Task to complete
Rewrite every line of the rows below as a JSON list of strings, one string per line, skipping blank lines. Leave out the pictures.

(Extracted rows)
^^^^

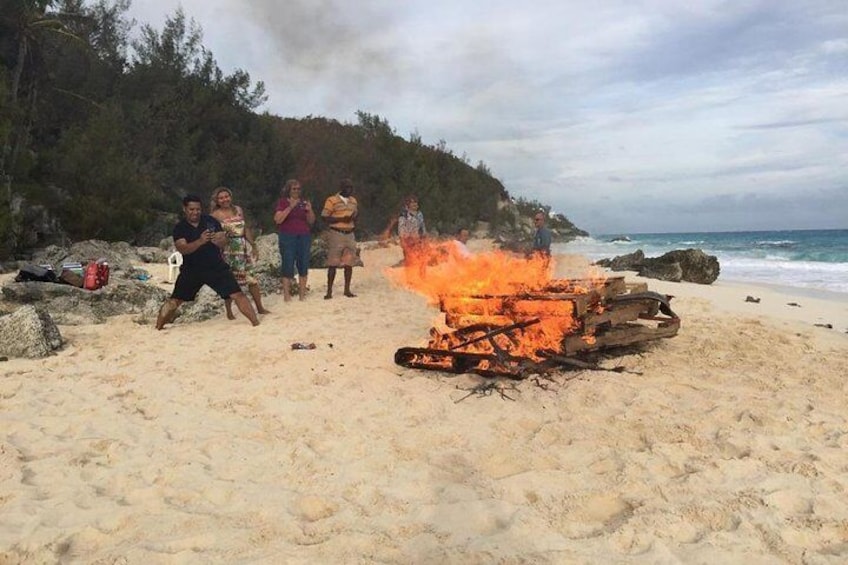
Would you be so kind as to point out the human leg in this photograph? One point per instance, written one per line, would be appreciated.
(288, 254)
(331, 278)
(224, 283)
(186, 287)
(245, 307)
(256, 294)
(348, 273)
(167, 312)
(304, 247)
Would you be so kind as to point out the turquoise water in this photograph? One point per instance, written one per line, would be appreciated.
(816, 259)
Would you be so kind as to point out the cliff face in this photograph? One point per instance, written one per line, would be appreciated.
(519, 227)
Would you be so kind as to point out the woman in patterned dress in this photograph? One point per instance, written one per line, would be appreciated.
(240, 251)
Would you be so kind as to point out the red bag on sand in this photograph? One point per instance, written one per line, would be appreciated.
(96, 275)
(103, 272)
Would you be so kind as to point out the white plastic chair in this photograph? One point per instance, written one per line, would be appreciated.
(175, 261)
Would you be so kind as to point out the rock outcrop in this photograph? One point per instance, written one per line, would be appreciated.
(29, 332)
(690, 265)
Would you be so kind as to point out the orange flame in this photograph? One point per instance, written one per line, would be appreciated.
(490, 290)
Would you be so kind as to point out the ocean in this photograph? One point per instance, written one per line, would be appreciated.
(809, 259)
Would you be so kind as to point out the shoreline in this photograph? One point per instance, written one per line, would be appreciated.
(217, 442)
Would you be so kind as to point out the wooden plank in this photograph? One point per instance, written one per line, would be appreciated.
(626, 334)
(618, 313)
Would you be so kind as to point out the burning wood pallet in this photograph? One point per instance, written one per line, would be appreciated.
(537, 331)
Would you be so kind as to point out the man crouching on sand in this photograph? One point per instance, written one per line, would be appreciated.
(199, 238)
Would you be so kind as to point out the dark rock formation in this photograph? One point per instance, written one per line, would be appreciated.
(70, 305)
(629, 262)
(28, 332)
(690, 265)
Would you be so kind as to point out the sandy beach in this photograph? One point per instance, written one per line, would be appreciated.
(215, 442)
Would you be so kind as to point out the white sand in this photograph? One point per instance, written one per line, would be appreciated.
(215, 442)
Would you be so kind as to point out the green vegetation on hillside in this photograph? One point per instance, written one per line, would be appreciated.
(101, 136)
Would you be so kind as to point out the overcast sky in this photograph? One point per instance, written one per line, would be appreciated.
(625, 115)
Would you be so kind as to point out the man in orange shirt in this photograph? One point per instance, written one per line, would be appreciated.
(340, 212)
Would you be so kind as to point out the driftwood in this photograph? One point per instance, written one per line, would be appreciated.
(487, 331)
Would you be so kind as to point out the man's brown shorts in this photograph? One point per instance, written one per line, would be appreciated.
(341, 249)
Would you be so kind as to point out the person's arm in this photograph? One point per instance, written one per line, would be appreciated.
(283, 211)
(187, 248)
(248, 234)
(310, 213)
(546, 240)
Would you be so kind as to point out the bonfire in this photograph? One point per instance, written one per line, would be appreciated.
(503, 314)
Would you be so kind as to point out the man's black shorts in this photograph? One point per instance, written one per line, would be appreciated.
(188, 284)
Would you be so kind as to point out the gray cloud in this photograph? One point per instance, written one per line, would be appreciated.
(625, 116)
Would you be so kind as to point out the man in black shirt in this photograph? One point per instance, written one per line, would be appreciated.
(199, 238)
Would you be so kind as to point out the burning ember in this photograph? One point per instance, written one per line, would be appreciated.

^^^^

Written response
[
  "Would you be so kind as to point out the human leg in this photograph? One point per instance, written one per line, would be appreciated.",
  "(288, 254)",
  "(331, 278)",
  "(224, 283)",
  "(186, 287)",
  "(245, 307)",
  "(256, 294)",
  "(348, 273)",
  "(167, 312)",
  "(304, 247)",
  "Would you be so kind as to point out the turquoise water in this photograph? One point per instance, written one per line, would be appreciated.",
  "(816, 259)",
  "Would you be so kind as to point out the cliff face in this photograph? One point per instance, written one per line, would be appreciated.",
  "(519, 227)",
  "Would you be so kind as to point out the woman in patterned dress in this photograph? One point per instance, written one per line, would be appreciated.",
  "(240, 251)",
  "Would you be so kind as to point out the red bag on sand in this photograph? One point per instance, written one per line, would be appreciated.",
  "(96, 275)",
  "(103, 272)",
  "Would you be so kind as to point out the white plastic chair in this photograph? One point per instance, written one per line, would be appreciated.",
  "(175, 261)",
  "Would you be so kind as to point out the rock outcrop in this photograph? One point per instance, written one per line, would be appreciated.",
  "(29, 332)",
  "(690, 265)",
  "Would you be so kind as to point out the orange flame in this photograph? One point per instance, written one per line, would be appreciated.",
  "(490, 290)",
  "Would you be so kind as to point out the ocean in this photograph? One point per instance, written one per line, would be appreciated.",
  "(809, 259)",
  "Would you be so kind as to point out the shoreline in this photograph? One point per instance, written one per line, would be appreciated.",
  "(217, 442)",
  "Would you be so kind as to point out the wooden plank in this photograph? One point per instance, written one per line, would be appreciated.",
  "(626, 334)",
  "(618, 313)",
  "Would you be so kind as to point out the burning wood pallet in this photograph? One point per instance, written one per line, would be appreciated.",
  "(537, 331)",
  "Would you be so kind as to point out the man crouching on sand in this photograph? One point per instance, written one per line, would be appreciated.",
  "(199, 238)",
  "Would you be so kind as to point out the dark rock formation in this photograph? One point per instance, written one per line, would be appreciated.",
  "(70, 305)",
  "(629, 262)",
  "(28, 332)",
  "(690, 265)",
  "Would you be so kind as to point out the sandy beach in this photograph? One point per instance, written one per line, would be appreciated.",
  "(215, 442)",
  "Would you be so kind as to point out the white sand in this photograph? One point per instance, written one per line, would be appreciated.",
  "(215, 442)",
  "Would you be so kind as to point out the green vegetation on hillside in this photograph? One point per instance, written one per line, would be appreciated.",
  "(101, 136)",
  "Would you be so kind as to point out the overcast sky in this photograph? One point per instance, written one per line, would be appreciated.",
  "(625, 115)",
  "Would you be so kind as to point out the man in orange shirt in this photograph? One point per instance, written one per line, would be appreciated.",
  "(340, 212)",
  "Would you be so kind as to point out the driftwood in this photograph? One point per instance, written one per line, would be appreciated.",
  "(487, 331)",
  "Would you be so kind as to point out the man's brown shorts in this photograph? One point per instance, written one per line, would be appreciated.",
  "(341, 249)",
  "Would you be so kind as to point out the person's arm in this photograph? One point per instance, written one per line, would be appreciated.",
  "(283, 211)",
  "(187, 248)",
  "(248, 234)",
  "(310, 213)",
  "(546, 240)",
  "Would you be so kind as to point out the bonfire in this photograph? One point per instance, written one per line, would be appreciated.",
  "(503, 314)",
  "Would you be so kind as to point out the man's black shorts in this photograph? One point per instance, written one per line, would be appreciated.",
  "(188, 284)",
  "Would you be so kind as to point out the gray cloud in this photograph? One point per instance, written one per line, would be appreciated.",
  "(625, 116)",
  "Would you be so kind as to point out the man in black shirt in this photograph? One point per instance, written one per line, would be appreciated.",
  "(199, 238)",
  "Would you be so kind as to point out the burning ember in this photograph? One point per instance, written one per line, would be appreciated."
]